Provided records:
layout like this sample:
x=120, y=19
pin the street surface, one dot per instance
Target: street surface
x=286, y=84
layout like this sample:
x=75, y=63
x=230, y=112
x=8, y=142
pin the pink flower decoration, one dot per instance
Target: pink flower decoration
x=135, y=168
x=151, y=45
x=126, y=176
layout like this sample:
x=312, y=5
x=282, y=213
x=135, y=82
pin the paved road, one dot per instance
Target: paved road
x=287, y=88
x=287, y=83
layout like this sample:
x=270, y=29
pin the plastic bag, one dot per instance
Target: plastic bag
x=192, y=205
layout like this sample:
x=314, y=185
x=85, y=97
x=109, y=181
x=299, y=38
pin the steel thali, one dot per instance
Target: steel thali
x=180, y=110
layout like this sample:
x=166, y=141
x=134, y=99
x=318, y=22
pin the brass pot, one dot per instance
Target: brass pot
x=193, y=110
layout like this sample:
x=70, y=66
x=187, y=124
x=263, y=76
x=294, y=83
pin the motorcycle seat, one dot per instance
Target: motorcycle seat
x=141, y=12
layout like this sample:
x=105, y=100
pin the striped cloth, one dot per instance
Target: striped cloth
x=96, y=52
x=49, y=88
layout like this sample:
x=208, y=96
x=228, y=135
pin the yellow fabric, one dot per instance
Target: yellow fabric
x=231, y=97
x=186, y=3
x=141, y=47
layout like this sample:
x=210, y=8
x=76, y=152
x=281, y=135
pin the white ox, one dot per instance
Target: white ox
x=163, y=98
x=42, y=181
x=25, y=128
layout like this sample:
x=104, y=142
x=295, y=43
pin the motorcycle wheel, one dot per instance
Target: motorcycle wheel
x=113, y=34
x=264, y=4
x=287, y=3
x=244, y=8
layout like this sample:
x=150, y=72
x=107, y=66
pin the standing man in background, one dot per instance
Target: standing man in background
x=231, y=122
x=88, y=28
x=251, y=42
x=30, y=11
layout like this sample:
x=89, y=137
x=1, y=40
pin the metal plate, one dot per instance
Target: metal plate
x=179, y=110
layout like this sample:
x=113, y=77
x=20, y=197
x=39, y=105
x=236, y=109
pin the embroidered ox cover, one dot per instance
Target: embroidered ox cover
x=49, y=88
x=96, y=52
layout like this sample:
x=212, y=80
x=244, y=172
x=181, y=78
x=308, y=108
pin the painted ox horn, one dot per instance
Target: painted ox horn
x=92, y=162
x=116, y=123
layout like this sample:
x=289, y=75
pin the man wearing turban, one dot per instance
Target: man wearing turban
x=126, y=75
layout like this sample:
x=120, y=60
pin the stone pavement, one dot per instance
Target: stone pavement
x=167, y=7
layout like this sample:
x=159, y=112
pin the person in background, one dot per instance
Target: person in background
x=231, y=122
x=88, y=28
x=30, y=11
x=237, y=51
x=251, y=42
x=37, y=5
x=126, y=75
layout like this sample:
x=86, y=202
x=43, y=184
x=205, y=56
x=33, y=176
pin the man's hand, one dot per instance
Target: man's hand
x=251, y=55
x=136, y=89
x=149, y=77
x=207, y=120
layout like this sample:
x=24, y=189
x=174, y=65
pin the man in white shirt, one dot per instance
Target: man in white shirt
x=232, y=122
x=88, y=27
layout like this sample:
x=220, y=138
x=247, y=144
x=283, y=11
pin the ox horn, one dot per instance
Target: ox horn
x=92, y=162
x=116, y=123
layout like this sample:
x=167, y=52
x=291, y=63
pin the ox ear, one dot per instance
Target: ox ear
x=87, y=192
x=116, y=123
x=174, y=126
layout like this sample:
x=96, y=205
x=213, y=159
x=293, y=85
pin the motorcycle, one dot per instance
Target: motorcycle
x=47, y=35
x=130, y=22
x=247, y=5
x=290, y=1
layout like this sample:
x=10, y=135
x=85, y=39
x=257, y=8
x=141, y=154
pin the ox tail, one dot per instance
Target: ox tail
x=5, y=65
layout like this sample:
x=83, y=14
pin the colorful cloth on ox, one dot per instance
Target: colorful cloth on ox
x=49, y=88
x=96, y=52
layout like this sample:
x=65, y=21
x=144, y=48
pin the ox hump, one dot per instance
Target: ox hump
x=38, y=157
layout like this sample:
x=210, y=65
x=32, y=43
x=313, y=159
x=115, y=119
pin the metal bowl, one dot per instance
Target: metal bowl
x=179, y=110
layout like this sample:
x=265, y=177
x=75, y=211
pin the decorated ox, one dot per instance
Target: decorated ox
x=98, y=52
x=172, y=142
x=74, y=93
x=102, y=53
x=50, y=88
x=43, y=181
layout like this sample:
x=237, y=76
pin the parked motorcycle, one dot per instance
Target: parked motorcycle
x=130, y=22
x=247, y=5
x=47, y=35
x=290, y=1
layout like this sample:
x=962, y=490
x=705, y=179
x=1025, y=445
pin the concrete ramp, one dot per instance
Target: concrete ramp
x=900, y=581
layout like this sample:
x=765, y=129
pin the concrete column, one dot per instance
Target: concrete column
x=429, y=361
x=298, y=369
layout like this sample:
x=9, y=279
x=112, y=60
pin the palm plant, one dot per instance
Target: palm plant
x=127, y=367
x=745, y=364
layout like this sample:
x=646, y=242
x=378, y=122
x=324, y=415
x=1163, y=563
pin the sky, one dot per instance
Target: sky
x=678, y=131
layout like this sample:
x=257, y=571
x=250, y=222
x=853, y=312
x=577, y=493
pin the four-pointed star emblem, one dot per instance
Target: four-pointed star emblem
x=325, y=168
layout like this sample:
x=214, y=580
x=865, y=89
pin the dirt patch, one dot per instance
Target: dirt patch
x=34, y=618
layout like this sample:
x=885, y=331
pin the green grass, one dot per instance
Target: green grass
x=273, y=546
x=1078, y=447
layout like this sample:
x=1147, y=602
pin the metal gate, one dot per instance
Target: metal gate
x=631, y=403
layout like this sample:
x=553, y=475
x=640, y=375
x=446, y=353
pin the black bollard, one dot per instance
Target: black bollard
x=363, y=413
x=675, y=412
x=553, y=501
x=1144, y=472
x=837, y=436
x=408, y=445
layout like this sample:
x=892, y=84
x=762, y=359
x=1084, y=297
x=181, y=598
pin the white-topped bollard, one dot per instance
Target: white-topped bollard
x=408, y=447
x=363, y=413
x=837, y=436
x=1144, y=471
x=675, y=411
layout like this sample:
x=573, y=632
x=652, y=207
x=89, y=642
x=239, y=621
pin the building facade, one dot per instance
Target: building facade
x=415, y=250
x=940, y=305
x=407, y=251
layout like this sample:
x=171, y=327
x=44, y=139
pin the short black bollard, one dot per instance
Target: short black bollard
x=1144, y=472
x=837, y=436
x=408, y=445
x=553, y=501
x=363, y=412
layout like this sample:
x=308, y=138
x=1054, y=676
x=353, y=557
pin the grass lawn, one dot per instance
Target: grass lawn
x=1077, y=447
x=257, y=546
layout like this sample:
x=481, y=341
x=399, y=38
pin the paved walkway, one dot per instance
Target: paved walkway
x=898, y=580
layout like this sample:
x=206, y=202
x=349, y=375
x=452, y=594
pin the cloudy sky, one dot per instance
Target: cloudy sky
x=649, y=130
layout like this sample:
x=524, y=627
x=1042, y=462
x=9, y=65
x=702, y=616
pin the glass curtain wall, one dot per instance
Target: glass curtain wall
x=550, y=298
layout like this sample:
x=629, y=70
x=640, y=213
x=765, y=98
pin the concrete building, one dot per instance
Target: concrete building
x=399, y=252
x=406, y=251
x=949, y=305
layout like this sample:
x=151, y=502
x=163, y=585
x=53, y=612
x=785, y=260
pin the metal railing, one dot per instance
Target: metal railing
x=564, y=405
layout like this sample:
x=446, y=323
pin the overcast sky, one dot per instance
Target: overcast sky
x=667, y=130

Required action: Give back the material exactly as it is shown above.

Solution for this exercise:
layout like this sample:
x=120, y=19
pin the street surface, one dot per instance
Target: street surface
x=286, y=84
layout like this sample:
x=75, y=63
x=230, y=112
x=8, y=142
pin the pink flower decoration, one dot per instance
Target: pink flower decoration
x=135, y=168
x=151, y=45
x=126, y=176
layout like this sample:
x=312, y=5
x=282, y=213
x=135, y=82
pin the paved road, one dot per instance
Target: paved road
x=287, y=88
x=287, y=83
layout like this sample:
x=270, y=29
pin the plastic bag, one dot per instance
Target: plastic bag
x=192, y=205
layout like this sample:
x=314, y=185
x=85, y=97
x=109, y=181
x=299, y=38
pin the steel thali, one dot per instance
Target: steel thali
x=180, y=110
layout like this sample:
x=166, y=141
x=134, y=99
x=318, y=22
pin the brass pot, one dot per instance
Target: brass pot
x=193, y=110
layout like this sample:
x=70, y=66
x=187, y=124
x=263, y=76
x=294, y=83
pin the motorcycle seat, one dot per instance
Target: motorcycle seat
x=141, y=12
layout like this sample:
x=105, y=100
pin the striped cloth, one dot per instance
Target: striped cloth
x=96, y=52
x=49, y=88
layout like this sample:
x=208, y=96
x=228, y=135
pin the yellow fabric, one dot per instance
Target: yellow fabric
x=231, y=97
x=186, y=3
x=141, y=47
layout like this sample:
x=210, y=8
x=76, y=152
x=281, y=135
pin the white ox, one dot per instance
Target: white ox
x=163, y=98
x=42, y=181
x=25, y=128
layout like this sample:
x=104, y=142
x=295, y=43
pin the motorcycle wheel, one dot per instance
Target: motorcycle wheel
x=113, y=34
x=264, y=4
x=287, y=3
x=244, y=8
layout like this sample:
x=150, y=72
x=107, y=66
pin the standing man in background, one dot per instance
Target: standing man in background
x=231, y=122
x=88, y=28
x=251, y=42
x=30, y=11
layout like this sample:
x=89, y=137
x=1, y=40
pin the metal plate, one dot per instance
Target: metal plate
x=179, y=110
layout like this sample:
x=113, y=77
x=20, y=197
x=39, y=105
x=236, y=109
pin the embroidered ox cover, one dot per instance
Target: embroidered ox cover
x=49, y=88
x=96, y=52
layout like this sample:
x=212, y=80
x=244, y=172
x=181, y=78
x=308, y=108
pin the painted ox horn, one dot per instance
Target: painted ox horn
x=92, y=162
x=116, y=123
layout like this sample:
x=289, y=75
pin the man wearing turban, one dot per instance
Target: man wearing turban
x=126, y=75
layout like this sample:
x=120, y=60
pin the stone pavement, one dot per instance
Target: stone pavement
x=167, y=7
layout like this sample:
x=159, y=112
pin the person in background, one dot per instance
Target: person in background
x=231, y=122
x=88, y=28
x=30, y=11
x=237, y=51
x=251, y=42
x=37, y=5
x=126, y=75
layout like this sample:
x=86, y=202
x=43, y=184
x=205, y=56
x=33, y=176
pin the man's hand, one dot per instance
Target: man's hand
x=251, y=55
x=136, y=89
x=149, y=77
x=207, y=120
layout like this sample:
x=24, y=189
x=174, y=65
pin the man in white shirt, one dot per instance
Target: man in white shirt
x=232, y=122
x=88, y=27
layout like this sample:
x=220, y=138
x=247, y=144
x=283, y=11
pin the ox horn, one dot per instance
Target: ox horn
x=92, y=162
x=116, y=123
layout like this sample:
x=167, y=52
x=291, y=63
pin the ox ear, one dot per instance
Target: ox ear
x=87, y=192
x=116, y=123
x=174, y=126
layout like this sample:
x=96, y=205
x=213, y=159
x=293, y=85
pin the motorcycle, one dot per instance
Target: motorcycle
x=47, y=35
x=130, y=22
x=247, y=5
x=290, y=1
layout like this sample:
x=10, y=135
x=85, y=39
x=257, y=8
x=141, y=154
pin the ox tail, one dot per instance
Target: ox tail
x=5, y=65
layout like this sample:
x=83, y=14
pin the colorful cloth on ox, one dot per instance
Target: colorful cloth on ox
x=49, y=88
x=96, y=52
layout like this sample:
x=65, y=21
x=144, y=48
pin the ox hump, one dot per instance
Target: ox hump
x=38, y=157
layout like this sample:
x=210, y=65
x=32, y=43
x=313, y=159
x=115, y=119
pin the metal bowl, one dot per instance
Target: metal bowl
x=179, y=110
layout like this sample:
x=265, y=177
x=75, y=211
pin the decorated ox, one dot per instance
Target: decorated ox
x=98, y=52
x=172, y=142
x=74, y=93
x=102, y=53
x=50, y=88
x=43, y=181
layout like this sample:
x=237, y=76
pin the parked motorcycle, one dot per instance
Target: parked motorcycle
x=130, y=22
x=247, y=5
x=47, y=35
x=290, y=1
layout like this sample:
x=962, y=490
x=705, y=179
x=1025, y=445
pin the concrete ramp, one dot per instance
Target: concrete ramp
x=900, y=581
layout like this sample:
x=765, y=129
pin the concrete column, one dot per instance
Target: concrete column
x=429, y=361
x=298, y=369
layout like this sample:
x=9, y=279
x=112, y=60
pin the palm plant, one dot per instance
Target: palm plant
x=127, y=367
x=745, y=364
layout like this sample:
x=646, y=242
x=378, y=122
x=324, y=415
x=1163, y=563
pin the sky, one dot per instance
Target: sky
x=678, y=131
layout like this sample:
x=257, y=571
x=250, y=222
x=853, y=312
x=577, y=493
pin the four-pointed star emblem, one dot per instance
Target: four-pointed star emblem
x=325, y=168
layout like this sample:
x=214, y=580
x=865, y=89
pin the dirt patch, one dot per instance
Target: dirt patch
x=34, y=618
layout like this sample:
x=885, y=331
pin the green grass, one dot per instance
Target: green grass
x=273, y=546
x=1078, y=447
layout like this sample:
x=1147, y=602
pin the metal gate, one dot per instance
Target: metal gate
x=631, y=403
layout like this sample:
x=553, y=475
x=640, y=375
x=446, y=353
pin the black bollard, one dot per instance
Target: black bollard
x=363, y=413
x=675, y=412
x=553, y=501
x=1144, y=472
x=837, y=436
x=408, y=445
layout like this sample:
x=892, y=84
x=762, y=359
x=1084, y=297
x=181, y=598
pin the white-topped bollard, one dot per instance
Target: white-topped bollard
x=408, y=447
x=363, y=413
x=837, y=436
x=1144, y=471
x=675, y=411
layout like this sample:
x=573, y=632
x=652, y=207
x=89, y=642
x=239, y=621
pin the building facade, one dot per instance
Target: building facade
x=415, y=250
x=940, y=305
x=407, y=251
layout like this sample:
x=171, y=327
x=44, y=139
pin the short black bollard, one dot per instance
Target: short black bollard
x=1144, y=472
x=837, y=436
x=408, y=445
x=553, y=501
x=363, y=412
layout like this sample:
x=308, y=138
x=1054, y=676
x=353, y=557
pin the grass lawn, one dot per instance
Target: grass lawn
x=1077, y=447
x=257, y=546
layout like this sample:
x=481, y=341
x=399, y=38
pin the paved walkway, one dot per instance
Target: paved walkway
x=898, y=580
layout like this sample:
x=206, y=202
x=349, y=375
x=452, y=594
pin the cloudy sky, one dot per instance
Target: cloudy sky
x=649, y=130
layout like this sample:
x=524, y=627
x=1042, y=462
x=9, y=65
x=702, y=616
pin the glass curtain wall, one dot per instance
Target: glass curtain wall
x=550, y=298
layout like this sample:
x=629, y=70
x=640, y=213
x=765, y=98
pin the concrete building, one dot per instance
Target: concrete building
x=399, y=252
x=406, y=251
x=949, y=305
layout like this sample:
x=151, y=502
x=163, y=585
x=53, y=612
x=785, y=260
pin the metal railing, one dot per instance
Target: metal railing
x=564, y=405
layout like this sample:
x=446, y=323
pin the overcast sky, one dot per instance
Target: overcast sky
x=667, y=130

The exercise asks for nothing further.